Omit the pictures from the entries below and retype everything else exactly.

===============

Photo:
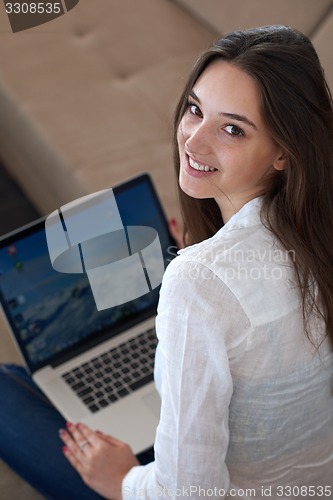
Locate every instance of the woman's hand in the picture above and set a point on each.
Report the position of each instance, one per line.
(101, 460)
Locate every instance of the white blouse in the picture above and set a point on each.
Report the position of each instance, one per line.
(247, 401)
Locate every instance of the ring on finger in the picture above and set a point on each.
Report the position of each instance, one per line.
(83, 444)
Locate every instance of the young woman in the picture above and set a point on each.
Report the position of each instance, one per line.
(244, 363)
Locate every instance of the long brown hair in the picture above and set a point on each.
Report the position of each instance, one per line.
(297, 108)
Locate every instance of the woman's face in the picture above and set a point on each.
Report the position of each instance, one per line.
(226, 151)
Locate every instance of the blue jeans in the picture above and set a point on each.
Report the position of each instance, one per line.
(29, 440)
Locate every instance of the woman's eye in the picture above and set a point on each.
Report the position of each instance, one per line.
(194, 110)
(234, 130)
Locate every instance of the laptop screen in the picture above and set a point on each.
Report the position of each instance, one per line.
(54, 315)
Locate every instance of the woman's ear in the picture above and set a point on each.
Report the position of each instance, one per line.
(281, 162)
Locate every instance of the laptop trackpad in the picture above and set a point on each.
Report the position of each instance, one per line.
(153, 401)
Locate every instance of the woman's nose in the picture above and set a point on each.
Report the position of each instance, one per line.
(198, 138)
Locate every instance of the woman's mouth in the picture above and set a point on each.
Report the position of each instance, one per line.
(195, 168)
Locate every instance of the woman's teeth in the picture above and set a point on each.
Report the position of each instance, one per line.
(202, 168)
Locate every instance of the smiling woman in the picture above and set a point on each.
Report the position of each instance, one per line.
(218, 158)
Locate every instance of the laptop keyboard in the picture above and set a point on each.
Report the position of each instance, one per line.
(116, 373)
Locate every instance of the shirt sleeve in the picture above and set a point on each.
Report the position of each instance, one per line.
(197, 318)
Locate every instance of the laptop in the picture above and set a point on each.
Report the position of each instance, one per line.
(95, 365)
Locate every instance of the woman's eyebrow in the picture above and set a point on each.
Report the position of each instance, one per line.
(239, 118)
(233, 116)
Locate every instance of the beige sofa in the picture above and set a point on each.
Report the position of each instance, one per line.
(87, 99)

===============

Solution:
Photo:
Locate every instance of the woman's hand in the picture above and set a point on each.
Report the position of each instance, one per line.
(101, 460)
Locate every instance of the white blouse in the picture above and set a point on each.
Report the position of each instance, one per line.
(247, 401)
Locate every instance of the ring on finger in the picture above and set a point on each.
Report the position of each instance, one per line.
(83, 444)
Locate every instance of the young woman in the picture above and set a point on each.
Report the position of each instance, one per line.
(244, 363)
Locate every instance of the long brown hair in the picture above and set a point on each.
Report the position of each instance, one per line.
(297, 108)
Locate every instance of the woman's face in the picture above and set a point on each.
Report the position of each instance, one per line.
(226, 151)
Locate every instance of the blue jeans in the picture above and set a point on each.
Report the position of each instance, one per line.
(29, 440)
Locate every instance of the woman's eye in the picture above and set a point on each.
Report the position of each instance, one per line.
(194, 110)
(234, 130)
Locate every instance of the laptop screen in the picture above and set a point on each.
Report the position of each instance, one per line.
(54, 315)
Locate every instance of the woman's ear in the picture above and set a point on each.
Report the position of each instance, one per line.
(281, 162)
Locate every instance of the laptop trackpad in the picture above and set a point on each.
Report the position of each instance, one per line.
(153, 401)
Locate every instance of the woman's nose in the picture above and set a point on each.
Report the position of each instance, one per line.
(198, 138)
Locate every instance of the woman's mouth in the picture above and set a point on each.
Report the position of each instance, one per line.
(195, 168)
Locate every instance of the woman's teeth in the picture above and set a point on each.
Report the position of each instance, one per line.
(202, 168)
Locate every instance of the smiling woman in the picture above and set a point on each.
Report the position of each instance, one per line.
(218, 158)
Locate every instance of the laptop keyboard in the picture above and set a point on each.
Report the position of each instance, one per line.
(116, 373)
Locate every instance of the shirt sleeve in the picture above and set a point on each.
Report the position of each instance, one per line.
(197, 318)
Locate every instance of the laptop in the picture above and set a point on each.
Report the position of each instance, one per line.
(95, 365)
Locate every instance of the woman's eyebrow in the picture above and set a point on each.
Report the position of each instance, one per line.
(239, 118)
(233, 116)
Locate every instance of the beige sofa in the picture above and set a point on each.
Report the position of each instance, one per line.
(87, 99)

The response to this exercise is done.